• **GIVEN TASK**: Read the data and repeat all of it exactly.

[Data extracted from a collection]

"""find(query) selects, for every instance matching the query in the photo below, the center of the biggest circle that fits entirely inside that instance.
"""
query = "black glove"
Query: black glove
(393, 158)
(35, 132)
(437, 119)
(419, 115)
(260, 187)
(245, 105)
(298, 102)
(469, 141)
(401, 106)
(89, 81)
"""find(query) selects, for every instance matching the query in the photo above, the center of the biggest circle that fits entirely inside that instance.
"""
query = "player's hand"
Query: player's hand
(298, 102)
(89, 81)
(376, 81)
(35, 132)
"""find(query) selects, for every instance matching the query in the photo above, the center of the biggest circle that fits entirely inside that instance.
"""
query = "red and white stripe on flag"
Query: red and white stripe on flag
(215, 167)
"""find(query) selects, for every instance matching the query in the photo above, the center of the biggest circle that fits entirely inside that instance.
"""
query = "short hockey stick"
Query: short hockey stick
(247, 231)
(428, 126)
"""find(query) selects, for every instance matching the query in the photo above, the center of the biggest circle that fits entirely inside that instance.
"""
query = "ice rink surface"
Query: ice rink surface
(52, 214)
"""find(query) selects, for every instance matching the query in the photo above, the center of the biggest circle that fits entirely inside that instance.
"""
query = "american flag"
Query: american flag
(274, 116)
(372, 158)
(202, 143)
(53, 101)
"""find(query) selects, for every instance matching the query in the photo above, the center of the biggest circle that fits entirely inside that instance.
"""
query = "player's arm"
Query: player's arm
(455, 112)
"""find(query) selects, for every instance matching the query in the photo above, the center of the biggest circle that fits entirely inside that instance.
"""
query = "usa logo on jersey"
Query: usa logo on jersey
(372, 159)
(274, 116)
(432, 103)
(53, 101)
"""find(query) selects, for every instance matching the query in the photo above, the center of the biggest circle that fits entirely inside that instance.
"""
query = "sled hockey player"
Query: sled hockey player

• **FINAL ANSWER**:
"""find(query) selects, for every instance matching the query in the photo below, the center of the biggest circle that fits entirely inside that instance.
"""
query = "black glove"
Query: black glove
(393, 158)
(35, 132)
(437, 119)
(419, 115)
(260, 187)
(245, 105)
(298, 102)
(469, 141)
(401, 106)
(89, 81)
"""find(query) selects, for every instance matching the query in the photo above, the center of the biggest circle that fits entirely inside that instance.
"""
query = "player's hand"
Query: player's hand
(298, 102)
(89, 81)
(376, 81)
(35, 132)
"""find(query) selects, for every instance matching the query in the photo above, the center of the biggest circle that fits entirely inside that instance.
"""
query = "red and white stripe on flag"
Query: red and white stripe on flag
(215, 167)
"""find(query) selects, for every instance matching the query in the photo above, the center of the biggest circle that fits entirely inside that instance.
"""
query = "short hockey stick"
Query: short hockey stick
(247, 231)
(428, 126)
"""find(query) selects, for every instance matching the query in the photo above, the center of the biggest circle that fits entirely inside that instance.
"""
query = "ice rink surface"
Query: ice rink surface
(52, 214)
"""find(query) selects, for every instance matching the query in the photo above, the center of the biggest circle that fits entirely inside that instance.
"""
query = "american flag"
Query: american flag
(274, 116)
(372, 158)
(202, 143)
(53, 101)
"""find(query) selects, for every instance matching the query in the photo above, the center of the biggest circle that fits entirely inside that instance.
"""
query = "player's arm"
Query: player's arm
(455, 112)
"""find(query) selects, for every instance matching the query in the photo above, the center of the biggest circle that fits entirely inside that instance.
"""
query = "usa logo on jersey"
Query: usa logo on jersey
(372, 159)
(274, 116)
(432, 103)
(53, 101)
"""find(query) selects, for every instance matching the query in the photo above, the center of the biggest circle that fits entirely inside that instance.
"""
query = "sled hockey player"
Query: sled hockey player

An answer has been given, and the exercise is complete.